Problem details: In the listing below, transcribe the line that contains "door frame shown in the photo above." and all lines following it, ending with the last line. Add nothing.

........

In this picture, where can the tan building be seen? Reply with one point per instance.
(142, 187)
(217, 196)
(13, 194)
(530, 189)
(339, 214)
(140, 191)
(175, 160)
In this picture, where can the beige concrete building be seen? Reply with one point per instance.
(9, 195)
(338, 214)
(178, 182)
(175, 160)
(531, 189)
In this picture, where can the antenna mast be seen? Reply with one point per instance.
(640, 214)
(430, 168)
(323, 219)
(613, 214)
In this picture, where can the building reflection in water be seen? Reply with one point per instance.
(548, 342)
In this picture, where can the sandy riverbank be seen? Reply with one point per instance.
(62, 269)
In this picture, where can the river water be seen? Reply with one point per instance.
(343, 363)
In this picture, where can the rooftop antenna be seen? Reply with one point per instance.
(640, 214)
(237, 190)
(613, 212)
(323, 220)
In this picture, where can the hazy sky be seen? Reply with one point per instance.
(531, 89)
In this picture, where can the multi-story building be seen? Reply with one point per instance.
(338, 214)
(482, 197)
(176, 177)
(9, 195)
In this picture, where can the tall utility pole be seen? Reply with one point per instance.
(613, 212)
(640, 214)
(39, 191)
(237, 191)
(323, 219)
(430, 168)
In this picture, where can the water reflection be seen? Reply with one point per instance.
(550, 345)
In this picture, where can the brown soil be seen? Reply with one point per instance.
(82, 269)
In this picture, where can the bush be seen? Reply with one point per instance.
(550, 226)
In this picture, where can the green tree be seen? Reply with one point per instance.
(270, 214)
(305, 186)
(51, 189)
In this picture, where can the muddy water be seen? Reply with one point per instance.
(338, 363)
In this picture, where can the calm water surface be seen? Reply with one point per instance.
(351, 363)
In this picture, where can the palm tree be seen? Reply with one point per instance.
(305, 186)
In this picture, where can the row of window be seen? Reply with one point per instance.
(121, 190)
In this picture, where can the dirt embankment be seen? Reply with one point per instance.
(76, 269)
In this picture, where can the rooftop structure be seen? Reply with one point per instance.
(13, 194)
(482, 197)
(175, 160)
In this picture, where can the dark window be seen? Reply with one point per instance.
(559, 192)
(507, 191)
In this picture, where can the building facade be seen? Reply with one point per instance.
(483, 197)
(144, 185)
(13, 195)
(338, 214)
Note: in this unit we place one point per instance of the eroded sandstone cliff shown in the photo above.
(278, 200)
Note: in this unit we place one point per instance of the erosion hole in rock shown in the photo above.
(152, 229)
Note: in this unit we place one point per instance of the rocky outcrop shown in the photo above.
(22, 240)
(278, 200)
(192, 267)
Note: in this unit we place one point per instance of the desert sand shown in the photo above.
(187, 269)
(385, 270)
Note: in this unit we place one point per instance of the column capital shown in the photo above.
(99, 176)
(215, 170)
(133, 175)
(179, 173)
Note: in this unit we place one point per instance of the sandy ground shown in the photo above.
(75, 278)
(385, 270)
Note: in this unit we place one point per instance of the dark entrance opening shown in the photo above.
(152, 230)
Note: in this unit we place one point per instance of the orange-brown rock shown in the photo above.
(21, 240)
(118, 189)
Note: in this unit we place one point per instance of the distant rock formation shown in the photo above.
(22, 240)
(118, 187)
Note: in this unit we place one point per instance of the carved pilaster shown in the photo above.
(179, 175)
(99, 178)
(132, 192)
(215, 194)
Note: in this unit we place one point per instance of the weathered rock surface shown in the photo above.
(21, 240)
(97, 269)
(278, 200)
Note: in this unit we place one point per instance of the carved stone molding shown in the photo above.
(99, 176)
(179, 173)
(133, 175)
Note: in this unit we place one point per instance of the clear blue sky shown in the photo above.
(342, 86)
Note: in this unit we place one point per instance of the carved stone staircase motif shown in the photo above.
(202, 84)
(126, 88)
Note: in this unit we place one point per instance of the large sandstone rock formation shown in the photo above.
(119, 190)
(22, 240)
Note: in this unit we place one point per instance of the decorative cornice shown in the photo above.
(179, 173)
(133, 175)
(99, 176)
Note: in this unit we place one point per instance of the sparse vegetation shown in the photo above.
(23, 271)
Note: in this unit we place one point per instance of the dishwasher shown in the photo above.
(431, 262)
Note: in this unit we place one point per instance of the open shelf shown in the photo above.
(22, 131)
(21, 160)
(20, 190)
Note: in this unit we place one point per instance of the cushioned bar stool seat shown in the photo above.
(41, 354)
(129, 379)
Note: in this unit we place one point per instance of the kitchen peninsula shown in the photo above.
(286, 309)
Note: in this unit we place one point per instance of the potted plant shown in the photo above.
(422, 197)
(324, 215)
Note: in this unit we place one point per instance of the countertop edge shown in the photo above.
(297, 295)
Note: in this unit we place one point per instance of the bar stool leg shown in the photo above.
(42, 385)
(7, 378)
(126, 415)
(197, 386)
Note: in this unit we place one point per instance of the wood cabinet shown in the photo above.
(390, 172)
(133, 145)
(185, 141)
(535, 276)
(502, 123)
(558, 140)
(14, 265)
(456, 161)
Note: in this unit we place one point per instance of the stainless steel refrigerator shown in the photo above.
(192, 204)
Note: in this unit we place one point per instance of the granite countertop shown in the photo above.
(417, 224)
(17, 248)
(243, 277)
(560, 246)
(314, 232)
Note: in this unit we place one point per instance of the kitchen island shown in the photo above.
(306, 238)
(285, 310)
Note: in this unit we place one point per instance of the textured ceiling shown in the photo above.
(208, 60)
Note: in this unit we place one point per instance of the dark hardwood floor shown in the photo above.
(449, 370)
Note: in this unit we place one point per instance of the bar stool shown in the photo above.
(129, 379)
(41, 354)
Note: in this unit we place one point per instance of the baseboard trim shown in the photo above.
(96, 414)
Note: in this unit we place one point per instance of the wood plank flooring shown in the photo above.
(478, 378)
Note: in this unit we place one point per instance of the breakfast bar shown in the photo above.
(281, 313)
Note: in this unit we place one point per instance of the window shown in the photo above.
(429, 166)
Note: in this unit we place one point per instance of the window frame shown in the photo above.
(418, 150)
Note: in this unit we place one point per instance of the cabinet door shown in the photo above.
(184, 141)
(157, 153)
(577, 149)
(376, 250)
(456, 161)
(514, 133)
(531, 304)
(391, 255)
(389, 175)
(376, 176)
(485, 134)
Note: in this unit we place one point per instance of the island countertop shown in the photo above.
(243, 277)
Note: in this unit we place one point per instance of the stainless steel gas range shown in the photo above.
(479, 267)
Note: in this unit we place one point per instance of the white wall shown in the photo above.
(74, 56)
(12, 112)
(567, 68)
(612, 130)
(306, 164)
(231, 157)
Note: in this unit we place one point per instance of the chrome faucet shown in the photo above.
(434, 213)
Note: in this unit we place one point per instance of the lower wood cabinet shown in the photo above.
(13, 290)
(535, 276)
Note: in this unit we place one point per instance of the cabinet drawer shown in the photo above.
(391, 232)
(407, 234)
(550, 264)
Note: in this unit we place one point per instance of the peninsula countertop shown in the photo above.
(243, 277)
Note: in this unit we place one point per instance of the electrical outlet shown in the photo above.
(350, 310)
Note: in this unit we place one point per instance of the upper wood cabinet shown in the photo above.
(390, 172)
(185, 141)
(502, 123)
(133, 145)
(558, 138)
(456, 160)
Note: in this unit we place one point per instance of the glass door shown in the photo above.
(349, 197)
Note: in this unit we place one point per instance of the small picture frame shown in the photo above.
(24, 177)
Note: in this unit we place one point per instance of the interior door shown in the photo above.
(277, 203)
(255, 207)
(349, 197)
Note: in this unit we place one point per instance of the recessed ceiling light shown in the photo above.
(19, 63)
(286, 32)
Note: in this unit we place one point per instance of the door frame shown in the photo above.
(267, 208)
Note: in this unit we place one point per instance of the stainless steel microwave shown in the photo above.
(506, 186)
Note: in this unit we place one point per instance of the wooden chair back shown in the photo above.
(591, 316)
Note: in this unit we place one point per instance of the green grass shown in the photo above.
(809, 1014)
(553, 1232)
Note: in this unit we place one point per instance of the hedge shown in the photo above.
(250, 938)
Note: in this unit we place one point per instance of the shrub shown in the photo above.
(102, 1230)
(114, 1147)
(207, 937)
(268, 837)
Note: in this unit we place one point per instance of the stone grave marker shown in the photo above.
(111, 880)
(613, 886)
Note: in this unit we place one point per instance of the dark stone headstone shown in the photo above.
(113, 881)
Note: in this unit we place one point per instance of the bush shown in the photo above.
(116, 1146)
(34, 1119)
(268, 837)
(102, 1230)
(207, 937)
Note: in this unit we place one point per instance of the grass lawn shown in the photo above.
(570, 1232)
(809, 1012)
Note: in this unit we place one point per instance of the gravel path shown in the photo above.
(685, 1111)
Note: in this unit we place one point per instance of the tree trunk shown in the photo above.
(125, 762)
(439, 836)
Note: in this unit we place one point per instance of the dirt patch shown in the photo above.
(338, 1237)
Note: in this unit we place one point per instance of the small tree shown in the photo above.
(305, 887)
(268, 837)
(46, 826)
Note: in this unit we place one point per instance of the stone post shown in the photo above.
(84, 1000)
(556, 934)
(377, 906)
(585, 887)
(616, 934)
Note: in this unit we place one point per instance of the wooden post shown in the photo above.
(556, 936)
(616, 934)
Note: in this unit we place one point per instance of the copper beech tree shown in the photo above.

........

Written solution:
Note: in this unit we place one point per instance of the door frame shown in the photo above.
(267, 208)
Note: in this unit we place one point per instance of the stainless steel microwave shown in the photo above.
(506, 186)
Note: in this unit we place one point per instance of the wooden chair back shown in the photo above.
(591, 316)
Note: in this unit we place one point per instance of the green grass shown in the photo above.
(809, 1014)
(553, 1232)
Note: in this unit we place one point per instance of the hedge shown in the photo above.
(250, 938)
Note: in this unit we place one point per instance of the shrub shown in the photo above.
(102, 1230)
(114, 1147)
(207, 937)
(268, 837)
Note: in this unit we place one point per instance of the stone grave marker shown in the photo above.
(111, 880)
(613, 886)
Note: in this unit we place one point per instance of the dark stone headstone shown in the photo above.
(113, 881)
Note: in this unit we place one point per instance of the bush shown in the photo above.
(116, 1146)
(34, 1119)
(268, 837)
(102, 1230)
(207, 937)
Note: in this unit we place one point per instance of the grass lawn shown in the photo above.
(570, 1232)
(809, 1012)
Note: in this unit we place one point per instance of the gravel path shown in the photo above.
(685, 1111)
Note: in this unit we place one point per instance of the tree trunk shown in the photo above.
(125, 762)
(439, 836)
Note: in this unit we place one point per instance of the dirt patch shown in the photo above.
(338, 1237)
Note: in this unit we place one point per instance of the small tree shown in the photo above.
(305, 887)
(268, 837)
(46, 826)
Note: in this unit we place one point per instance of the stone post shown in the photo above.
(84, 1000)
(556, 934)
(377, 906)
(585, 887)
(616, 934)
Note: in this unit we place one point per instance of the wooden post shown in the photo above.
(556, 936)
(616, 934)
Note: in this unit we place one point per instance of the copper beech tree shown in the photo above.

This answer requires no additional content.